━━ Extract to read

Before troubleshooting your toilet, you should understand how it works. 

A toilet works by operating through a series of steps that work in unison. The flush handle is attached to an arm inside the tank. When the user pushes down the handle, it raises a flapper.

The raised toilet flapper then releases water from the tank into the toilet bowl. The water flushes the waste through the trap and into the drain and sewer lines. As the water level decreases in the tank, a float drops, which opens the fill valve. 

Water returns to the tank through the fill valve. The water level rises until the float reaches the point that closes the fill valve.

How to Determine the Cause of Your Toilet Bowl Losing Water

Step 1: Run Your Faucets

Make sure your toilet is full first, then run your sink and tub faucet. 

Step 2: Listen For Gurgling

If your drains are drawing air through your toilet, you should be able to hear a gurgling noise as air passes. Determine if you heard a gurgling noise or not. If you did hear gurgling, the vent is likely damaged. If not, continue to step three.

Step 3: Turn All Faucets Off

Turn all the faucets off, and do not use any water until you test the toilet. 

Step 4: Test the Toilet

Refill the toilet. Make sure it’s at its full level and mark the location. Wait an hour or so, then look at the water level. If the water level is lower and you haven’t used any other drains, there is leaking through a small crack.

Reasons Why Your Toilet Bowl Slowly Loses Water

If your toilet bowl is slowly using water, it can result in higher energy and utility costs. It also can take a toll on your plumbing systems. A small leak in the toilet can result in 200 gallons of water loss each day. 

There are several reasons that your toilet bowl is slowly losing water.

A Cracked Toilet Bowl

If you determine that your toilet bowl has a crack, you will need to replace it. 

Replacing a toilet is relatively simple. Turn the water shutoff valve clockwise until it stops, then flush the toilet until the water stops. Dry any remaining water from the tank and bowl. 

Next, remove the waterline and tank by unscrewing the water hose from the bottom of the tank. Remove the nuts on the bottom of the tank that connect it to the toilet bowl. Lift the tank off the bowl, then remove the bowl.

On each side of the toilet, there will be a nut holding it to the ground. Remove these, then lift the toilet up. Remove any caulking that is holding it down. 

Install your new toilet in the reverse of these steps. Don’t forget to replace the wax seal between the toilet and the flange on the ground to prevent leaking. If you have trouble lifting heavy objects, you might want to ask a buddy for help.

Clogged Vent

If you have a clogged vent, you will need to go to the roof of your home and clear any obstructions. To do this, remove any caps or debris blocking the vent, then open it. Use a garden hose to spray water directly down the opening to clear any blockage.

━━━━
━━ Record extracts

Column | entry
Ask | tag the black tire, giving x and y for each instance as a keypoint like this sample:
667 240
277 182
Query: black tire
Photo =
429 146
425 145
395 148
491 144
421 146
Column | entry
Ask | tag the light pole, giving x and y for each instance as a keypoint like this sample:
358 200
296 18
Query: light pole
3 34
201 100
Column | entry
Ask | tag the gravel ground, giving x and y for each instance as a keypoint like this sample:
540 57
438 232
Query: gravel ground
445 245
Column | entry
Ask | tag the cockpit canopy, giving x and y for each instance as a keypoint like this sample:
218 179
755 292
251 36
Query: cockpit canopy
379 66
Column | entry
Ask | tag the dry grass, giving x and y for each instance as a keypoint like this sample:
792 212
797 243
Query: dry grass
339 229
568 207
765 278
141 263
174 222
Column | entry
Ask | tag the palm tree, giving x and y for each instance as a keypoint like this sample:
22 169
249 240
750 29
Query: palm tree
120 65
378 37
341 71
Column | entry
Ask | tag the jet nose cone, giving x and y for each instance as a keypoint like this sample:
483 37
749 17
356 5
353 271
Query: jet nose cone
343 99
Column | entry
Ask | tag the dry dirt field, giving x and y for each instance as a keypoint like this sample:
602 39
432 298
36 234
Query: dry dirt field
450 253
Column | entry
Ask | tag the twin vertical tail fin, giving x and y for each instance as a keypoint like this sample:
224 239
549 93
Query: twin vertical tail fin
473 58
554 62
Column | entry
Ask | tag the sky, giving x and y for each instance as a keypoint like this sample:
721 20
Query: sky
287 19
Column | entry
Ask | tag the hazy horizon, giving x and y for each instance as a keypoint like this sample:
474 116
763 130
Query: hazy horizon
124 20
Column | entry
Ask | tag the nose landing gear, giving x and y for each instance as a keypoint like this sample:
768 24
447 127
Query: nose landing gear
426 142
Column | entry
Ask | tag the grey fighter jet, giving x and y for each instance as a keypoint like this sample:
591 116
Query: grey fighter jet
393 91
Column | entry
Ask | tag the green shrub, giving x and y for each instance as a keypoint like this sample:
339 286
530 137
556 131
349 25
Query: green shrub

━━━━

Written problem A:
According to the passage on toilet water loss, how much water can a small toilet leak waste each day?
Written problem B:
Copy the passage on toilet water loss between "The raised toilet" and "to step three.", inclusive.

Response A:
A small leak in the toilet can result in 200 gallons of water loss each day.

Response B:
The raised toilet flapper then releases water from the tank into the toilet bowl. The water flushes the waste through the trap and into the drain and sewer lines. As the water level decreases in the tank, a float drops, which opens the fill valve. 

Water returns to the tank through the fill valve. The water level rises until the float reaches the point that closes the fill valve.

How to Determine the Cause of Your Toilet Bowl Losing Water

Step 1: Run Your Faucets

Make sure your toilet is full first, then run your sink and tub faucet. 

Step 2: Listen For Gurgling

If your drains are drawing air through your toilet, you should be able to hear a gurgling noise as air passes. Determine if you heard a gurgling noise or not. If you did hear gurgling, the vent is likely damaged. If not, continue to step three.